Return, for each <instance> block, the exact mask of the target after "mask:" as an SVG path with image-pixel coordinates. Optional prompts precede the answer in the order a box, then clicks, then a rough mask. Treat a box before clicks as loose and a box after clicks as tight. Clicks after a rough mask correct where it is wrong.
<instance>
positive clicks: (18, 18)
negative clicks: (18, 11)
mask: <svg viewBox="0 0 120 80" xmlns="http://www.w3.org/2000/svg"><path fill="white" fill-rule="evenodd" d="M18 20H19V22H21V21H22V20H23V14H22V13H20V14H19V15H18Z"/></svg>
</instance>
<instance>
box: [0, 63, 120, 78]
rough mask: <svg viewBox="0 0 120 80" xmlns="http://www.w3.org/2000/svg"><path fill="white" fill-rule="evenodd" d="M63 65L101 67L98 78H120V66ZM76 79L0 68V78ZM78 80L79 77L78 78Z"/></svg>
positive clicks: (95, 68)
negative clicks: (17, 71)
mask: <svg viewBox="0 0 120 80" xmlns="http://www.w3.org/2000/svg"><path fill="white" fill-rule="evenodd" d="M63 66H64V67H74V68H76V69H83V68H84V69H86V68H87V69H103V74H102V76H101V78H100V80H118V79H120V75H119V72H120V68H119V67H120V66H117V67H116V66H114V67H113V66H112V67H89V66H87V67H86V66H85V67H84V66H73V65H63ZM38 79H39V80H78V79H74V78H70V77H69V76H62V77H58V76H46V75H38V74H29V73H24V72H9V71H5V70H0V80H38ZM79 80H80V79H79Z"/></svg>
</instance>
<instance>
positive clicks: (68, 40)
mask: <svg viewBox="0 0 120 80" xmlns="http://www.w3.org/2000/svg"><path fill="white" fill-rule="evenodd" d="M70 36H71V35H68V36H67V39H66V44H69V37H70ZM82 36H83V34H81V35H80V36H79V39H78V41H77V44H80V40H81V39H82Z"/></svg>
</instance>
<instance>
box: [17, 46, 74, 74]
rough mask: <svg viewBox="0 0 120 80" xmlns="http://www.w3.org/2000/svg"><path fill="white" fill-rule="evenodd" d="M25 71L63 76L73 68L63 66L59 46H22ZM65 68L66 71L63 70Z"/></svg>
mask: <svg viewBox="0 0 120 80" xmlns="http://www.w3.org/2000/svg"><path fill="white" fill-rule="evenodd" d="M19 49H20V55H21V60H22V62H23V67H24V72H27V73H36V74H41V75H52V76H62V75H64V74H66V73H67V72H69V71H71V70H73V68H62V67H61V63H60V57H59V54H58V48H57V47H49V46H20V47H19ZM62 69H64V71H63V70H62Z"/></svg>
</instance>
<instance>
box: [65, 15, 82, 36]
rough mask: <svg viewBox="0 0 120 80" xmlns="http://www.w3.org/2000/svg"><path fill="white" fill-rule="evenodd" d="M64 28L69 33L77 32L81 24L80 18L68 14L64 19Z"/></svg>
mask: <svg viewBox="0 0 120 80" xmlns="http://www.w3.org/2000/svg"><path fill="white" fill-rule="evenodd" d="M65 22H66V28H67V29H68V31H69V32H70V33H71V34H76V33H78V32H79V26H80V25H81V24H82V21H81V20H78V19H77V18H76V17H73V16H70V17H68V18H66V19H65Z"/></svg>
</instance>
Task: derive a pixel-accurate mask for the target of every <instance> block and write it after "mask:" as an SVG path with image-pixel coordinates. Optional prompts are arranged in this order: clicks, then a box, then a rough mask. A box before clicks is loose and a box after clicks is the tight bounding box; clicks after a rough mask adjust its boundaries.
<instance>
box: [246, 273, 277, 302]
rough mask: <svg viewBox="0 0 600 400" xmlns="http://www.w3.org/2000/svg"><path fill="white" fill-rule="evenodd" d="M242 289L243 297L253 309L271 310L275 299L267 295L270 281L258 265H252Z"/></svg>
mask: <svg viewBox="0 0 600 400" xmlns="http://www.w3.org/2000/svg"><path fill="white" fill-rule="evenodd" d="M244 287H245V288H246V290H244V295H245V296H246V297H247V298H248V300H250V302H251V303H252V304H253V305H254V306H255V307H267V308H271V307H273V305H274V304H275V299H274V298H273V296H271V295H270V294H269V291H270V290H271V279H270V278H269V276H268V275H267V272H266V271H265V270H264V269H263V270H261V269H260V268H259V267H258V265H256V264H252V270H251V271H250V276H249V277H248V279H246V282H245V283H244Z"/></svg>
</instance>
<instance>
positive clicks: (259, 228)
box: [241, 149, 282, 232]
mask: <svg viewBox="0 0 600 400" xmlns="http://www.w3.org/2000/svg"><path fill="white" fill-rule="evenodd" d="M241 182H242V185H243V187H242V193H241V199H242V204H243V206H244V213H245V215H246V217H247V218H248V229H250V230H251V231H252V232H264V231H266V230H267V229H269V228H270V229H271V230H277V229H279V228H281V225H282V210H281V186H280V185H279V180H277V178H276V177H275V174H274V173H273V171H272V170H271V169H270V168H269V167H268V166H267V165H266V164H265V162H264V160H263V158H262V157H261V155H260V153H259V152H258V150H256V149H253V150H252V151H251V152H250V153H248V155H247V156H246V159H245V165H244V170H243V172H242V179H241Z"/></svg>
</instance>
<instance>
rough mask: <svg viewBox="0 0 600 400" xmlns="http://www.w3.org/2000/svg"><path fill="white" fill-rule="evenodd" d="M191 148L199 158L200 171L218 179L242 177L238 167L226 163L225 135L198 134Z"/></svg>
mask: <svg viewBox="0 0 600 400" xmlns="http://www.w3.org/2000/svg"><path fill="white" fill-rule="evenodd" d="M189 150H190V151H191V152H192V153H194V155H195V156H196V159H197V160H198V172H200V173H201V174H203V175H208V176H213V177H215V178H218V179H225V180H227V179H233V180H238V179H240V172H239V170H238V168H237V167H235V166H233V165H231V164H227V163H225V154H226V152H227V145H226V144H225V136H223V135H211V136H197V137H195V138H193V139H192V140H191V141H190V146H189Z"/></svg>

------------------------------------------------

◆ Task description: Print out the listing in full, exactly as it appears.

◆ Task solution:
Return, for each <instance> block, the exact mask of the target after "mask:" as an SVG path with image-pixel coordinates. Optional prompts precede the answer in the order a box, then clicks, then a rough mask. Treat a box before clicks as loose and a box after clicks as tight. Clicks after a rough mask correct where it is wrong.
<instance>
positive clicks: (18, 18)
negative clicks: (18, 11)
mask: <svg viewBox="0 0 120 80" xmlns="http://www.w3.org/2000/svg"><path fill="white" fill-rule="evenodd" d="M18 20H19V22H21V21H22V20H23V14H22V13H20V14H19V15H18Z"/></svg>
</instance>
<instance>
box: [0, 63, 120, 78]
rough mask: <svg viewBox="0 0 120 80" xmlns="http://www.w3.org/2000/svg"><path fill="white" fill-rule="evenodd" d="M63 65L101 67L98 78H120V66ZM76 79L0 68V78ZM78 80L79 77L78 78Z"/></svg>
positive clicks: (95, 68)
negative clicks: (17, 71)
mask: <svg viewBox="0 0 120 80" xmlns="http://www.w3.org/2000/svg"><path fill="white" fill-rule="evenodd" d="M63 66H64V67H74V68H76V69H83V68H84V69H86V68H87V69H103V74H102V76H101V78H100V80H118V79H120V75H119V72H120V68H119V67H120V66H117V67H116V66H114V67H113V66H112V67H89V66H87V67H86V66H85V67H84V66H73V65H63ZM38 79H39V80H78V79H74V78H70V77H69V76H62V77H58V76H46V75H38V74H29V73H24V72H9V71H5V70H0V80H38ZM79 80H80V79H79Z"/></svg>
</instance>
<instance>
positive clicks: (68, 40)
mask: <svg viewBox="0 0 120 80" xmlns="http://www.w3.org/2000/svg"><path fill="white" fill-rule="evenodd" d="M70 36H71V35H68V36H67V39H66V44H69V37H70ZM82 36H83V34H81V35H80V36H79V39H78V41H77V44H80V40H81V39H82Z"/></svg>
</instance>
<instance>
box: [17, 46, 74, 74]
rough mask: <svg viewBox="0 0 120 80" xmlns="http://www.w3.org/2000/svg"><path fill="white" fill-rule="evenodd" d="M25 71L63 76L73 68L63 66L59 46H22ZM65 68L66 71L63 70Z"/></svg>
mask: <svg viewBox="0 0 120 80" xmlns="http://www.w3.org/2000/svg"><path fill="white" fill-rule="evenodd" d="M19 49H20V55H21V60H22V62H23V67H24V72H27V73H36V74H41V75H52V76H62V75H64V74H66V73H67V72H69V71H71V70H73V68H62V67H61V63H60V57H59V54H58V48H57V47H49V46H20V47H19ZM62 69H64V71H63V70H62Z"/></svg>
</instance>
<instance>
box: [65, 15, 82, 36]
rough mask: <svg viewBox="0 0 120 80" xmlns="http://www.w3.org/2000/svg"><path fill="white" fill-rule="evenodd" d="M64 28L69 33L77 32L81 24L80 18L68 14L64 19Z"/></svg>
mask: <svg viewBox="0 0 120 80" xmlns="http://www.w3.org/2000/svg"><path fill="white" fill-rule="evenodd" d="M65 22H66V28H67V29H68V31H69V32H70V33H71V34H76V33H78V32H79V26H80V25H81V24H82V21H81V20H78V19H77V18H76V17H73V16H70V17H68V18H66V19H65Z"/></svg>
</instance>
Task: derive a pixel-accurate mask for the target of every <instance> block and write it after "mask:" as an SVG path with image-pixel coordinates. Optional prompts are arranged in this order: clicks, then a box, then a rough mask. A box before clicks is loose and a box after clicks is the tight bounding box; clicks after a rough mask adjust its boundaries.
<instance>
box: [246, 273, 277, 302]
rough mask: <svg viewBox="0 0 600 400" xmlns="http://www.w3.org/2000/svg"><path fill="white" fill-rule="evenodd" d="M242 289L243 297L253 309L271 310L275 299L267 295L270 281L258 265H252Z"/></svg>
mask: <svg viewBox="0 0 600 400" xmlns="http://www.w3.org/2000/svg"><path fill="white" fill-rule="evenodd" d="M244 287H245V288H246V290H244V295H245V296H246V297H247V298H248V300H250V302H251V303H252V304H253V305H254V306H255V307H267V308H271V307H273V305H274V304H275V299H274V298H273V296H271V295H270V294H269V291H270V290H271V279H270V278H269V276H268V275H267V272H266V271H265V270H264V269H263V270H261V269H260V268H259V267H258V265H256V264H252V270H251V271H250V276H249V277H248V279H246V282H245V283H244Z"/></svg>
</instance>
<instance>
positive clicks: (259, 228)
box: [241, 149, 282, 232]
mask: <svg viewBox="0 0 600 400" xmlns="http://www.w3.org/2000/svg"><path fill="white" fill-rule="evenodd" d="M241 182H242V185H243V187H242V193H241V199H242V204H243V206H244V213H245V215H246V217H247V218H248V229H250V230H251V231H252V232H264V231H266V230H267V229H269V228H270V229H271V230H277V229H279V228H281V225H282V210H281V186H280V185H279V180H277V178H276V177H275V174H274V173H273V171H272V170H271V169H270V168H269V167H268V166H267V165H266V164H265V162H264V160H263V158H262V157H261V155H260V153H259V152H258V150H256V149H253V150H252V151H251V152H250V153H248V155H247V156H246V159H245V165H244V170H243V172H242V179H241Z"/></svg>
</instance>
<instance>
rough mask: <svg viewBox="0 0 600 400" xmlns="http://www.w3.org/2000/svg"><path fill="white" fill-rule="evenodd" d="M191 148L199 158L200 171L218 179L242 177L238 167L226 163L225 135L198 134Z"/></svg>
mask: <svg viewBox="0 0 600 400" xmlns="http://www.w3.org/2000/svg"><path fill="white" fill-rule="evenodd" d="M189 150H190V151H191V152H192V153H194V155H195V156H196V159H197V160H198V172H200V173H201V174H203V175H208V176H213V177H215V178H218V179H225V180H227V179H233V180H238V179H240V172H239V170H238V168H237V167H235V166H233V165H231V164H227V163H225V154H226V152H227V145H226V144H225V136H223V135H211V136H197V137H195V138H193V139H192V140H191V141H190V146H189Z"/></svg>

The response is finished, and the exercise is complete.